> Goal
Rescale all of the data below by rewriting every line, requests included, with each point coordinate in the answers multiplied by 1.95 and rounded to the nearest whole number, rounding halves up. Leave the pictures out of your answer.
***
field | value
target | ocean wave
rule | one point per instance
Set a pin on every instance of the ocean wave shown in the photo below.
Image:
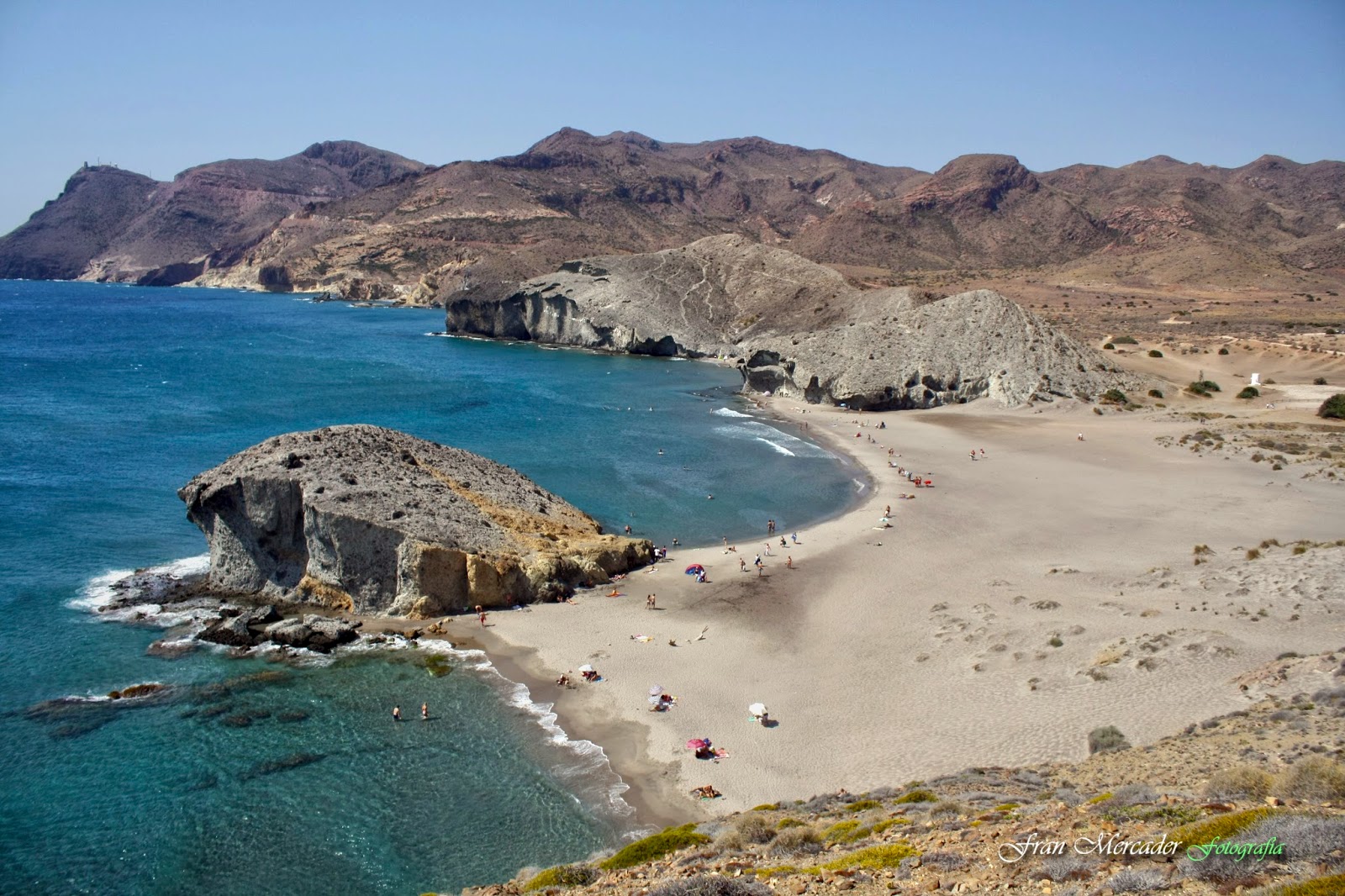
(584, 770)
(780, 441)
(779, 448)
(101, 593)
***
> Answer for this exercise
field | value
target | ocean wave
rule | one point per instance
Set a pin on every instance of the ocean wave shown in the photo below.
Image:
(1139, 1502)
(1521, 860)
(1519, 874)
(197, 1156)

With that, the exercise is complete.